Objective: Can you rewrite the material below as a JSON list of strings, one per line with blank lines omitted, starting with the line containing "Which region of this frame contains the dry" and going on through the line containing "[456,396,1000,655]"?

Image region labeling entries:
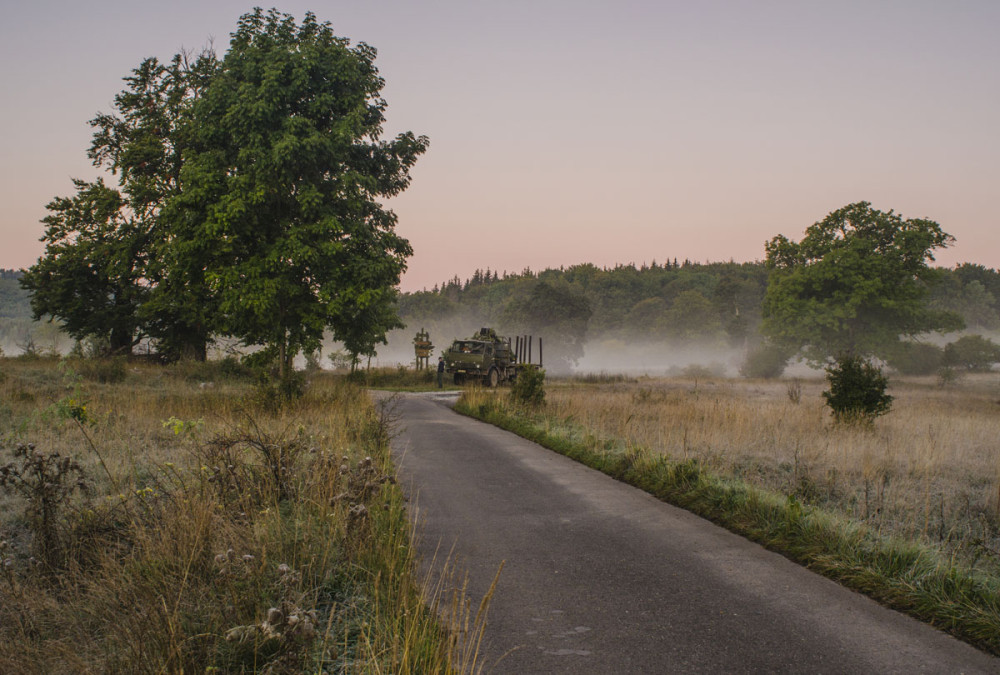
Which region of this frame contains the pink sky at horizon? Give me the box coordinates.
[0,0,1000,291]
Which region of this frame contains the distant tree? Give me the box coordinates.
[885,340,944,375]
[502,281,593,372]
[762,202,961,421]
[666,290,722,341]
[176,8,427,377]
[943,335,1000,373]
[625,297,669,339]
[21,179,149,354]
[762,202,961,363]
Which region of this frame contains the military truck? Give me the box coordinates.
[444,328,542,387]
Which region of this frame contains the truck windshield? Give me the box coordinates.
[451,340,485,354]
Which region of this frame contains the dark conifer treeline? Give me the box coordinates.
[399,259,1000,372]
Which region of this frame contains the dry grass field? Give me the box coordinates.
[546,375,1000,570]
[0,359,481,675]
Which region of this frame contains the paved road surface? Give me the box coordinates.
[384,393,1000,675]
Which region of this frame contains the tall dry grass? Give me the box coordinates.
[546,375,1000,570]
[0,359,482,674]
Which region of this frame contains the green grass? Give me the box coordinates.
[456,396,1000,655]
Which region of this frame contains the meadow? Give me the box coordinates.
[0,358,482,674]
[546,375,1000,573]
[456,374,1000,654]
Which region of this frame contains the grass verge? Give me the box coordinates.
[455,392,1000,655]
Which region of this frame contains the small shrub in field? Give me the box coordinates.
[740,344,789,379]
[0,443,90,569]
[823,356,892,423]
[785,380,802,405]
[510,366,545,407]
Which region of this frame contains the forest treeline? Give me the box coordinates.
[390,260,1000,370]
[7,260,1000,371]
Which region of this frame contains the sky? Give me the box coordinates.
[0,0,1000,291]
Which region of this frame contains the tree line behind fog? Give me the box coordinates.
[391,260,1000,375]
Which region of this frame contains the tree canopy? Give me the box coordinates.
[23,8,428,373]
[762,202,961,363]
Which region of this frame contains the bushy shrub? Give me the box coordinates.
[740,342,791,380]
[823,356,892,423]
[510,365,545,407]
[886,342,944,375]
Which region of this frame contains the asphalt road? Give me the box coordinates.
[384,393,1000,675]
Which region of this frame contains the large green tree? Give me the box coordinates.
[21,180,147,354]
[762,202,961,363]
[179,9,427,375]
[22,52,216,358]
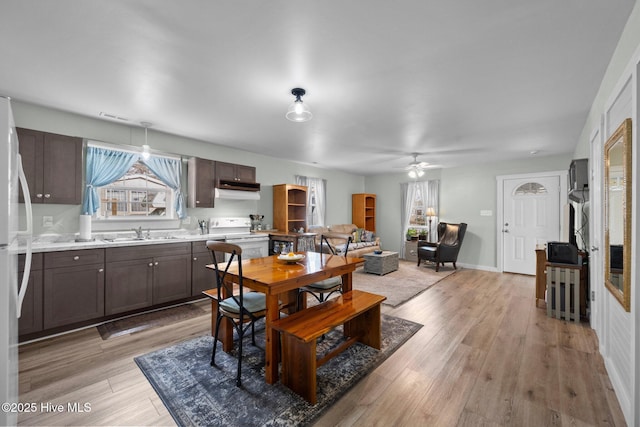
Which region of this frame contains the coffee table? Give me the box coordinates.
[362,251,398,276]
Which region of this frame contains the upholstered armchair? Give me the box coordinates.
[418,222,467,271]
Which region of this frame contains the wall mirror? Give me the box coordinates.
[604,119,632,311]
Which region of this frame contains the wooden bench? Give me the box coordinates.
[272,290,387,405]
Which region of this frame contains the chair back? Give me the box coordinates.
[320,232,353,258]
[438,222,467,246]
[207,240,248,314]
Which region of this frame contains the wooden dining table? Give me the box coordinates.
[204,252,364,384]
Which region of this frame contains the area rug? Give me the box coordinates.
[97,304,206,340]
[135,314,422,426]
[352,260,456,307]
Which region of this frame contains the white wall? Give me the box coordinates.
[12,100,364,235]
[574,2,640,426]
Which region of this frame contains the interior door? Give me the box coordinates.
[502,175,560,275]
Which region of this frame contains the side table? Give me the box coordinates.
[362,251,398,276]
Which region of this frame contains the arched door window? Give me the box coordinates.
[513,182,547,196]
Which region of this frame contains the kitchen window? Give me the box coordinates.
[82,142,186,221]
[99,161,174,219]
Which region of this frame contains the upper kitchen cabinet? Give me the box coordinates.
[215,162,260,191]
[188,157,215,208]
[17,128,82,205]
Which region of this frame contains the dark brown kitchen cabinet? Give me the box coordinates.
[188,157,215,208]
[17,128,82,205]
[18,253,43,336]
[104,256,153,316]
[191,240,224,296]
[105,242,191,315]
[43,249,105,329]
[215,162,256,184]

Response to the exercise:
[
  "Which region of this frame contains the dry grass field? Give me the box coordinates.",
  "[546,375,1000,570]",
  "[0,359,481,675]",
  "Which region of this frame contains the paved road surface? Give me the box coordinates.",
  "[384,393,1000,675]",
  "Which region of this frame contains the tall dry grass? Give me the box coordinates.",
  "[546,375,1000,570]",
  "[0,359,482,674]",
  "Which region of this frame contains the green grass? Give me the box coordinates.",
  "[456,396,1000,655]"
]